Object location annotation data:
◆ ◆ ◆ ◆ ◆ ◆ ◆
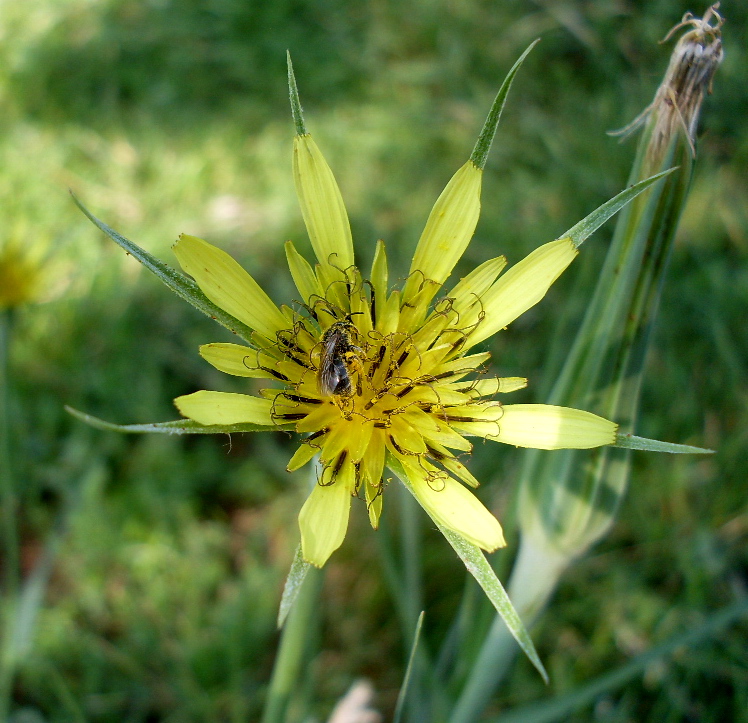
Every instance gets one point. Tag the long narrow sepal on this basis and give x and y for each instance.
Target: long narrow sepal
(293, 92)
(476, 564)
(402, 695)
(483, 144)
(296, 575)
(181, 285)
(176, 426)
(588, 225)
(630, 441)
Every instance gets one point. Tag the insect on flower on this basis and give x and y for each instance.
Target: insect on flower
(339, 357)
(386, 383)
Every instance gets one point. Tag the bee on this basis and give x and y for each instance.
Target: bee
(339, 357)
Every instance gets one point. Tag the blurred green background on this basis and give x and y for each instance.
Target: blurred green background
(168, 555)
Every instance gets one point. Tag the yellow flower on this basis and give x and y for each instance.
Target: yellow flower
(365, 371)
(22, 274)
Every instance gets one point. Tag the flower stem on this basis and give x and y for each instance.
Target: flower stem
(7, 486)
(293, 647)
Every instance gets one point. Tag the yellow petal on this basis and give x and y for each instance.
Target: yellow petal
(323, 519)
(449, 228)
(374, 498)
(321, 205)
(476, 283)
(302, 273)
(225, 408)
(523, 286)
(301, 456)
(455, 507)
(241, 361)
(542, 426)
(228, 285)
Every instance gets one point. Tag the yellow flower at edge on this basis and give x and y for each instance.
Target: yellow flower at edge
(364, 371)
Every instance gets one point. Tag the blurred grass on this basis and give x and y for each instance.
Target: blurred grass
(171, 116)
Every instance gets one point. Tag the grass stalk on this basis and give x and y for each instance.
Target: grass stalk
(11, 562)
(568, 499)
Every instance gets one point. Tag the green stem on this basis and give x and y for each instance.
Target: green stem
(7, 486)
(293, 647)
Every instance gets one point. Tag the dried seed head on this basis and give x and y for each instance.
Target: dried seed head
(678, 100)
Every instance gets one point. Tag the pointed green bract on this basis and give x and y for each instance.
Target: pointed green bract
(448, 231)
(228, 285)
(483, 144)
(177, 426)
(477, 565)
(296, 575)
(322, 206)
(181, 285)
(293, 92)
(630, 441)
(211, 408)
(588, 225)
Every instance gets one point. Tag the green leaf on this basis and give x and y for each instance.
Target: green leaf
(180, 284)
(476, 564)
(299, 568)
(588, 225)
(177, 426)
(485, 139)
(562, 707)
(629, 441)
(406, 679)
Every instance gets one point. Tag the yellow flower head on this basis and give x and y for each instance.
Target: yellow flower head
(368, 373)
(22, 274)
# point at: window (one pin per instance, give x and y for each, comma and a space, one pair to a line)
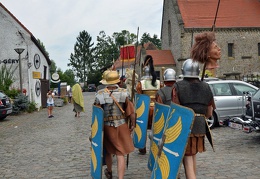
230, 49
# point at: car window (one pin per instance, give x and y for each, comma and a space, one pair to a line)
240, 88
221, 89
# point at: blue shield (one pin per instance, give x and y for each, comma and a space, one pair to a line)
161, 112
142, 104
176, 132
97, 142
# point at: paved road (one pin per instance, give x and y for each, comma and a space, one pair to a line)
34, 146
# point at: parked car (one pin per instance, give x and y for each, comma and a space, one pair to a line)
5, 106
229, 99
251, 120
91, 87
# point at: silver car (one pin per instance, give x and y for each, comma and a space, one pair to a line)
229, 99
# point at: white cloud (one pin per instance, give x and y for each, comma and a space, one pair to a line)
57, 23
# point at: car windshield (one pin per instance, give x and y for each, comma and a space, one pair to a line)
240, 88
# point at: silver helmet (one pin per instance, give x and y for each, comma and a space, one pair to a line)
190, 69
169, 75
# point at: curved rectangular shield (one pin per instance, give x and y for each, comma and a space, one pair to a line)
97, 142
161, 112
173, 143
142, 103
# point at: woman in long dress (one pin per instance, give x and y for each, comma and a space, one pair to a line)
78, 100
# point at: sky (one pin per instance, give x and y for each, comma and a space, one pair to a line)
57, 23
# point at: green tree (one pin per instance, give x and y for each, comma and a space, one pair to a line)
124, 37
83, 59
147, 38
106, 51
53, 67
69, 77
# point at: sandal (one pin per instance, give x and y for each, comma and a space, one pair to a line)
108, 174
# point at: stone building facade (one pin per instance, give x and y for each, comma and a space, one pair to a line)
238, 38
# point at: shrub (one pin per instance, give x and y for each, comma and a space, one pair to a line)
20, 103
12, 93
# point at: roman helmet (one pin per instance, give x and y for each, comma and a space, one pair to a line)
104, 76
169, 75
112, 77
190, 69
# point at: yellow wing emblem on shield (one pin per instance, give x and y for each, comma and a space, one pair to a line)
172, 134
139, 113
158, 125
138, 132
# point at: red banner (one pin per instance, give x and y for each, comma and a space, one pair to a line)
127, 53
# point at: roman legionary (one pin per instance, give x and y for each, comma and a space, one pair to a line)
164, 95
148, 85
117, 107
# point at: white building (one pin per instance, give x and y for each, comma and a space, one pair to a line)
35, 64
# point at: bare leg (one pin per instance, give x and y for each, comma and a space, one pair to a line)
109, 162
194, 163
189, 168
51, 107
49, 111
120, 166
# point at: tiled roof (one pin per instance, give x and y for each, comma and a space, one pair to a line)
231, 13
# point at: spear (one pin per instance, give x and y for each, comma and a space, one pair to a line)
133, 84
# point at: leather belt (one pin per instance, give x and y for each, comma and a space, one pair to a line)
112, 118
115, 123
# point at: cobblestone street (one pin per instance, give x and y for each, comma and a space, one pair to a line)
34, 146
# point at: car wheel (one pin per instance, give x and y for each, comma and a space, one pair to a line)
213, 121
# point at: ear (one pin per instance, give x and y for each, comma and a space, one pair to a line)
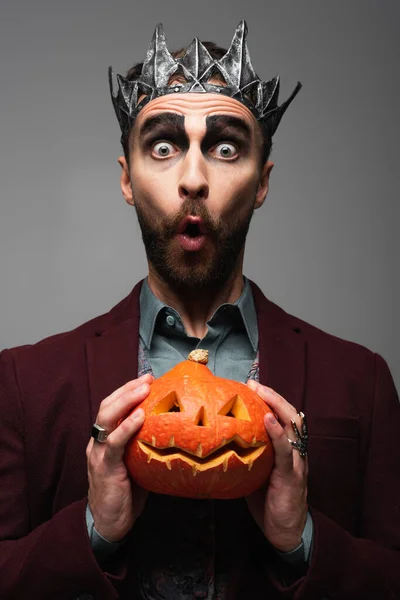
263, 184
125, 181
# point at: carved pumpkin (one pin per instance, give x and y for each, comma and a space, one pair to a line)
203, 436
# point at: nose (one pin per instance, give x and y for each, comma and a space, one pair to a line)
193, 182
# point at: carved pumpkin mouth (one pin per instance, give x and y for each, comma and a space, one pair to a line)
◆ ◆ ◆ ◆ ◆ ◆ ◆
## Problem description
Please copy the lines above, starting at the one that holds "# point at: tiled" and stopping after the last line, exactly as they appear and minus the pictures.

## Written response
# point at: tiled roof (one pin per instance, give x and y for each, comma and a space, one pair to a line)
231, 13
# point at: spear (one pin per instance, give x and y for each, comma and a space, one pair to a line)
133, 84
# point at: leather belt (one pin per instance, give x and y for each, comma and a space, one pair to a line)
112, 118
115, 123
# point at: cobblestone street (one pin per instance, give x and y for each, comma and a space, one pair to a line)
34, 146
# point at: car wheel (one pin per instance, give x and y for each, comma and a space, one pair to a line)
213, 121
# point at: ear (one pin per instance, give x and y for each, comma and a space, one pair to a line)
263, 184
125, 181
# point at: carved pumpkin (one pin per instance, give x and y for each, comma and a space, one pair to a line)
203, 436
# point at: nose (one pin per instance, give x and y for each, comma and a space, one pair to a line)
193, 182
# point at: carved pumpkin mouth (one pin per instance, give x and y for each, comma and a space, one pair to a line)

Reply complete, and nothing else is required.